▶ **Collected data**:
=-=-=-=-=

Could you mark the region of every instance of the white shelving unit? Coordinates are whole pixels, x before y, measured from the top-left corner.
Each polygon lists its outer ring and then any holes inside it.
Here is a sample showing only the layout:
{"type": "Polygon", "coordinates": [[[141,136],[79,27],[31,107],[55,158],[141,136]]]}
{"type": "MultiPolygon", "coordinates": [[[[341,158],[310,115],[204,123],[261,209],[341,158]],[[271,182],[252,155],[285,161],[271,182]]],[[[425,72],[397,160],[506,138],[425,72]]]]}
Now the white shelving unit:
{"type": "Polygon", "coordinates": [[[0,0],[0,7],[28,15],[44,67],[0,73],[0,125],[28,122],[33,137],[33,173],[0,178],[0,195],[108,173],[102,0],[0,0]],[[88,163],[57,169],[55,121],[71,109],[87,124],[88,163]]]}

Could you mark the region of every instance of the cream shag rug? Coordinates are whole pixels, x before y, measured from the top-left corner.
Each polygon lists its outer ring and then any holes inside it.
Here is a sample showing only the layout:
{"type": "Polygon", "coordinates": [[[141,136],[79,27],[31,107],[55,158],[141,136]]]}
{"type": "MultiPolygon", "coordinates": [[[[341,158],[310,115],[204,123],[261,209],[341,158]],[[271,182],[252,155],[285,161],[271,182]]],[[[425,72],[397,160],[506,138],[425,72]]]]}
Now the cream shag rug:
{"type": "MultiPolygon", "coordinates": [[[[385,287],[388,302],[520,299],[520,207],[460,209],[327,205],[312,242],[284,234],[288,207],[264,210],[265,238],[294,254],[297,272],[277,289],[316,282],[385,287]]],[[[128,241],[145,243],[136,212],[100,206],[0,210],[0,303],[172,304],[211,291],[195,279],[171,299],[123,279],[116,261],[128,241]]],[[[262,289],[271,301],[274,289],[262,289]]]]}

=-=-=-=-=

▶ **Task instructions**: Find the word "every" in the entries. Copy each line that holds it.

▶ **Expected answer**:
Could you mark the region of every instance of the white shelving unit? Coordinates are whole pixels, x before y, measured from the top-left corner.
Could you mark the region of every instance of the cream shag rug? Coordinates are whole pixels, x before y, measured from the top-left corner.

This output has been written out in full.